Ziel a - Gib bitte sämtliche Zeilen der Datensätze weiter unten wortgetreu zurück, lass aber die Bilder dabei weg.

Textauszug -
Die geistige Botschaft unserer alten Märchen

Der Dummling

Märchentext der Gebrüder Grimm [1810]
Interpretation von Undine & Jens in Grün [2025]

Nachdem wir versucht haben, die geistigen Tiefen auf der Erde auszuloten, möchten wir uns nun auch dem mystischen Wasserelement zuwenden. Wir wurden ja nicht umsonst „Undine & Jens“ genannt. So beginnen wir mit einem sehr kurzen, aber tiefen Märchen, frei nach dem Motto: In der Kürze liegt die Würze!

Es war einmal ein Hans, der war so unerhört dumm, daß ihn sein Vater in die weite Welt jagte. Er rennt vor sich hin, bis er ans Meeresufer kommt, da setzt er sich hin und hungert. Da kommt eine häßliche Kröte auf ihn zu und quakt: „Umschling mich und versenke dich!“ So kommt sie zweimal, er weigert sich, wie sie aber zum dritten Mal kommt, folgt er ihr. Er sinkt unter und kommt in ein schönes Schloß unter dem Meer. Hier dient er der Kröte. Endlich heißt sie ihn mit ihr zu ringen, und er ringt, und die häßliche Kröte wird zu einem schönen Mädchen, und das Schloß mit all seinen Gärten steht auf der Erde. Hans wird gescheit, geht zu seinem Vater und erbt sein Reich.

Ziel b - Schreib aus dem Textauszug oben den Abschnitt wortgetreu ab, der mit den Worten „Märchentext der Gebrüder“ anfängt und mit „liegt die Würze!“ aufhört.

Gespeicherte Daten:
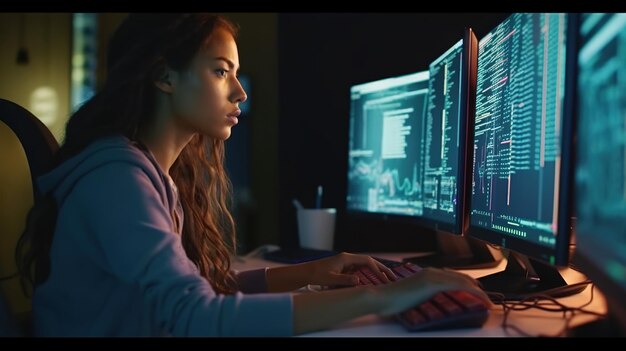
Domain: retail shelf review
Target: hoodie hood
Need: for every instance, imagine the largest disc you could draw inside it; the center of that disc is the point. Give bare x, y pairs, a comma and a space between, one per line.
61, 180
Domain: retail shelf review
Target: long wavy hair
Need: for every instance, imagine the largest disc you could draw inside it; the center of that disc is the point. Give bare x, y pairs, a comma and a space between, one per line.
138, 52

Richtige Ausgabe a -
Domain: retail shelf review
Target: hoodie hood
Need: for every instance, imagine the largest disc you could draw inside it; the center of that disc is the point. Give bare x, y pairs, a comma and a space between, one per line.
61, 180
Domain: retail shelf review
Target: long wavy hair
Need: for every instance, imagine the largest disc you could draw inside it; the center of that disc is the point. Give bare x, y pairs, a comma and a space between, one per line.
138, 52

Richtige Ausgabe b -
Märchentext der Gebrüder Grimm [1810]
Interpretation von Undine & Jens in Grün [2025]

Nachdem wir versucht haben, die geistigen Tiefen auf der Erde auszuloten, möchten wir uns nun auch dem mystischen Wasserelement zuwenden. Wir wurden ja nicht umsonst „Undine & Jens“ genannt. So beginnen wir mit einem sehr kurzen, aber tiefen Märchen, frei nach dem Motto: In der Kürze liegt die Würze!